All of the material below is to be retyped exactly.
· · ·
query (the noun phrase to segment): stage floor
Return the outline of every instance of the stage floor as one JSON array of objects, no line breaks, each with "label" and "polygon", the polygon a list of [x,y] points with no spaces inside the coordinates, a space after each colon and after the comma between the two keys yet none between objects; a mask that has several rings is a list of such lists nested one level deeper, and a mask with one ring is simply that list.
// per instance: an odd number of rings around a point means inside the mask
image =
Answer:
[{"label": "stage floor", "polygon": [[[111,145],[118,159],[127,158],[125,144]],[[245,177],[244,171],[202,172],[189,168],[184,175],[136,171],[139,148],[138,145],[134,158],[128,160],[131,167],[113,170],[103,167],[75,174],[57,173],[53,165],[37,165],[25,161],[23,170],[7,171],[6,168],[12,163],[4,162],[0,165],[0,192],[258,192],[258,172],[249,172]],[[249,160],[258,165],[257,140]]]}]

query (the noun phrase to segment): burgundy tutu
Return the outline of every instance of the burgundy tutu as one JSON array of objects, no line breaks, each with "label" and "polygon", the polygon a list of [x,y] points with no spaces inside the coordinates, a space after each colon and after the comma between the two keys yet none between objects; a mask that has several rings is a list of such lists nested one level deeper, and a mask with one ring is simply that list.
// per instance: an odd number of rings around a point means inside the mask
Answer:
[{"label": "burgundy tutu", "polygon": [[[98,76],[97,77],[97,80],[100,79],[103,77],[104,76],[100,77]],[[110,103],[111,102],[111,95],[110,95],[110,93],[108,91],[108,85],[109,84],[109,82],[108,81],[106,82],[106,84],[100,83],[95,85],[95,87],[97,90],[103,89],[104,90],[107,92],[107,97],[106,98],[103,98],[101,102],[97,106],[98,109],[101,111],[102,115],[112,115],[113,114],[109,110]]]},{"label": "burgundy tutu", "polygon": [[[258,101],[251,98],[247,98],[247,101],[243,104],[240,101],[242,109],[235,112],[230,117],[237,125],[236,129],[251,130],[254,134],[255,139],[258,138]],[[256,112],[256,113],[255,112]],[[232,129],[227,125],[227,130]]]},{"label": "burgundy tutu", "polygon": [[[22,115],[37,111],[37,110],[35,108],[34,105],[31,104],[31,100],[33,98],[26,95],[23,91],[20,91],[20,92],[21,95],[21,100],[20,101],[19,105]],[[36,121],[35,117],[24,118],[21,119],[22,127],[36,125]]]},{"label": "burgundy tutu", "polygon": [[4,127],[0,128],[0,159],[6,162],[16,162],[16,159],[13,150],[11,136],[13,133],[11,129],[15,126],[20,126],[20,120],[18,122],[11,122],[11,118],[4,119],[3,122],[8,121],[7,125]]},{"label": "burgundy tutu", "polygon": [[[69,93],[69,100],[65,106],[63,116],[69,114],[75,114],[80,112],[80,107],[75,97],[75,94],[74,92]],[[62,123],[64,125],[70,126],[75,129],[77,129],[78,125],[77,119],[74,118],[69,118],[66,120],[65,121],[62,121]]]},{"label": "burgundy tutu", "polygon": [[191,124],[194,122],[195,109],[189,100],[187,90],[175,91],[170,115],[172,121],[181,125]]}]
· · ·
Solution to this exercise —
query (the noun phrase to segment): stage floor
Return the outline of every instance of the stage floor as one JSON array of objects, no line breaks, each with "label" and "polygon", the polygon a list of [x,y] points with no spaces inside the coordinates, a space after each colon and after the comma between the two keys yet none between objects; a mask that has several rings is a list of such lists nested one level deeper, and a mask with one ring is simply that list.
// per instance: an odd number of rings around a point means inside the mask
image =
Answer:
[{"label": "stage floor", "polygon": [[[111,145],[118,159],[127,158],[125,144]],[[245,177],[244,171],[202,172],[189,168],[184,175],[136,171],[139,148],[138,145],[134,158],[128,160],[131,167],[113,170],[103,167],[75,174],[57,173],[53,165],[37,165],[25,161],[23,170],[7,171],[6,168],[12,163],[4,162],[0,165],[0,192],[258,192],[258,172],[249,172]],[[249,160],[258,165],[257,140]]]}]

query (the noun phrase to segment): burgundy tutu
Return the outline of every instance of the burgundy tutu as one JSON array of objects, no line breaks, each with "label" and "polygon", the polygon a list of [x,y] points with no spaces inside the coordinates, a space after each colon and after the comma between the two keys yet none between objects; a mask that has several rings is a list of such lists nested one level deeper, and a mask with one ring is simply that list.
// per instance: an odd number of rings around a point means inside the mask
Answer:
[{"label": "burgundy tutu", "polygon": [[[98,76],[97,77],[97,80],[100,79],[103,77],[104,76],[100,77]],[[110,103],[111,102],[111,95],[110,95],[110,93],[108,91],[108,85],[109,84],[109,82],[108,81],[106,82],[106,84],[100,83],[95,85],[95,87],[97,90],[103,89],[104,90],[107,92],[107,97],[106,98],[103,98],[101,102],[97,106],[98,109],[101,111],[102,115],[112,115],[113,114],[109,110]]]},{"label": "burgundy tutu", "polygon": [[[258,101],[251,98],[247,98],[247,101],[243,104],[240,101],[242,109],[235,112],[230,117],[237,125],[236,129],[251,130],[254,134],[255,139],[258,138]],[[256,112],[256,113],[255,112]],[[232,129],[227,125],[227,130]]]},{"label": "burgundy tutu", "polygon": [[[22,115],[37,111],[37,110],[35,108],[34,105],[31,104],[31,100],[33,98],[26,95],[23,91],[20,91],[20,92],[21,95],[21,100],[20,101],[19,105]],[[36,121],[35,117],[24,118],[21,119],[22,127],[36,125]]]},{"label": "burgundy tutu", "polygon": [[4,127],[0,128],[0,159],[6,162],[16,162],[16,159],[13,150],[11,136],[13,133],[11,129],[15,126],[20,126],[20,120],[18,122],[11,122],[11,118],[4,119],[3,122],[8,121],[7,125]]},{"label": "burgundy tutu", "polygon": [[[69,93],[69,100],[65,106],[63,116],[69,114],[75,114],[80,112],[80,107],[75,97],[75,94],[74,92]],[[62,123],[64,125],[70,126],[75,129],[77,129],[78,125],[77,119],[74,118],[69,118],[66,120],[65,121],[62,121]]]},{"label": "burgundy tutu", "polygon": [[191,124],[194,122],[195,109],[189,100],[187,90],[175,91],[170,115],[172,121],[181,125]]}]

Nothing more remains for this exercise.